--- What is required ---
Pictures aside, please retype the whole listing word for word.

--- Exercise input ---
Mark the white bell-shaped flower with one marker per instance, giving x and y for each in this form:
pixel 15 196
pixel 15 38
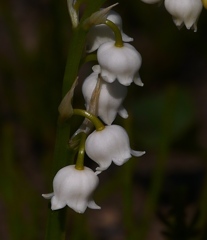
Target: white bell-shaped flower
pixel 121 63
pixel 110 144
pixel 110 98
pixel 184 11
pixel 101 33
pixel 74 188
pixel 150 1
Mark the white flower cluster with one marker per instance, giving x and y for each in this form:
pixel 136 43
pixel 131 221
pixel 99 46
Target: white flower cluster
pixel 183 11
pixel 118 66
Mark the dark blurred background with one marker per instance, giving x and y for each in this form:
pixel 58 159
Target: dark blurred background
pixel 159 196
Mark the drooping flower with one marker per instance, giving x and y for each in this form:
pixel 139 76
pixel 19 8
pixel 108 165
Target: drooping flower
pixel 150 1
pixel 109 145
pixel 110 98
pixel 184 12
pixel 101 33
pixel 121 63
pixel 74 188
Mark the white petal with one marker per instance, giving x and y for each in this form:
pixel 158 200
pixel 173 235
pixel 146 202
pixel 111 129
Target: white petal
pixel 122 63
pixel 48 195
pixel 137 153
pixel 123 112
pixel 57 203
pixel 150 1
pixel 93 205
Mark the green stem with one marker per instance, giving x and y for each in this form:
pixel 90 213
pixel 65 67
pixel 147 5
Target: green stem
pixel 56 229
pixel 89 58
pixel 81 152
pixel 96 122
pixel 117 33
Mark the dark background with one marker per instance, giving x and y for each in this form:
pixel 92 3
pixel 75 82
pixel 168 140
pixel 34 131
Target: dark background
pixel 168 119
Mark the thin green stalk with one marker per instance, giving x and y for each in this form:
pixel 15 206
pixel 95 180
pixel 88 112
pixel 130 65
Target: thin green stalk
pixel 57 219
pixel 96 122
pixel 117 33
pixel 81 152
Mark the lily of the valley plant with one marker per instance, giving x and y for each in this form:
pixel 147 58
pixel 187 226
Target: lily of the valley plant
pixel 104 90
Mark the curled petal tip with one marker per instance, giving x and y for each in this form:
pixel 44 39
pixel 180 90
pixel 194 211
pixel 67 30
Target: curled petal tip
pixel 48 195
pixel 137 153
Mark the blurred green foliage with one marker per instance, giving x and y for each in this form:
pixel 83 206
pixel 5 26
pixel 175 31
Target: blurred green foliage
pixel 167 118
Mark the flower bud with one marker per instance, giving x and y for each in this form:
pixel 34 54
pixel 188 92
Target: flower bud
pixel 100 34
pixel 121 63
pixel 110 99
pixel 110 144
pixel 185 11
pixel 74 188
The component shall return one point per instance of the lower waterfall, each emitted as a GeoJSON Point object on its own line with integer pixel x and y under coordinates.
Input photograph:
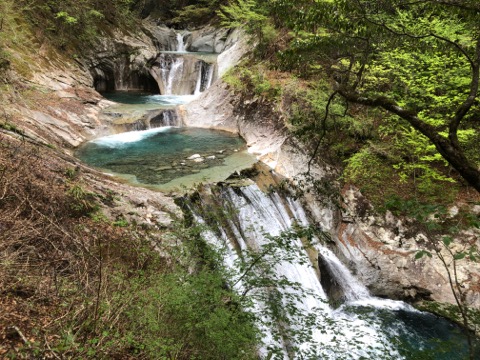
{"type": "Point", "coordinates": [263, 241]}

--- Response below ---
Mark the white bell-shaped flower with one marker per instance, giving x and y for each in this form:
pixel 15 196
pixel 15 38
Target: white bell-shaped flower
pixel 121 63
pixel 110 144
pixel 110 98
pixel 184 11
pixel 101 33
pixel 74 188
pixel 150 1
Mark the white flower cluster with one marker per instance, giving x and y for each in this form:
pixel 136 43
pixel 131 221
pixel 99 46
Target: white flower cluster
pixel 183 11
pixel 118 66
Mark the dark blurred background with one marker per instance, giving x and y for each in this form:
pixel 58 159
Target: dark blurred background
pixel 159 196
Mark the drooping flower with one marker per instance, giving x and y for each in this form:
pixel 139 76
pixel 19 8
pixel 108 165
Target: drooping flower
pixel 150 1
pixel 109 145
pixel 110 98
pixel 184 12
pixel 101 33
pixel 121 63
pixel 74 188
Mark the white petal with one marker per instance, giving x and y for each in this form:
pixel 158 200
pixel 173 235
pixel 146 202
pixel 111 129
Target: white petal
pixel 122 63
pixel 48 195
pixel 137 153
pixel 123 112
pixel 57 203
pixel 150 1
pixel 93 205
Mark the green stem with one marker per instance, giving x and y for each in this form:
pixel 90 213
pixel 65 67
pixel 147 5
Target: green stem
pixel 56 229
pixel 89 58
pixel 81 152
pixel 96 122
pixel 117 33
Mark the dark background with one marker per instance, giving x and y for each in this form:
pixel 92 3
pixel 75 82
pixel 168 140
pixel 34 131
Target: dark background
pixel 168 119
Mark the thin green stalk with one marker per instance, giving x and y for each in this form:
pixel 15 206
pixel 95 180
pixel 88 112
pixel 130 65
Target: thin green stalk
pixel 57 219
pixel 96 122
pixel 117 33
pixel 81 152
Mark the lily of the valley plant with one marker per instance, giving x and y for each in this form:
pixel 147 58
pixel 187 226
Target: lily of the valley plant
pixel 104 90
Mark the curled petal tip with one marker per instance, giving x and y for each in this form:
pixel 44 39
pixel 180 90
pixel 194 211
pixel 67 30
Target: curled petal tip
pixel 48 195
pixel 137 153
Mark the blurred green foliage with one marker per instance, giving x and y for each in this form:
pixel 83 206
pixel 5 26
pixel 175 31
Target: blurred green foliage
pixel 167 118
Mark the flower bud with one marker per instance, giving x and y for each in this form:
pixel 34 54
pixel 188 92
Target: flower bud
pixel 100 34
pixel 121 63
pixel 110 99
pixel 110 144
pixel 185 11
pixel 74 188
The component shall return one point per instance of the lower waterfall, each emitted as a GeoJSON Point object on its own line with integer pixel x and y under coordinates.
Input photograph:
{"type": "Point", "coordinates": [263, 241]}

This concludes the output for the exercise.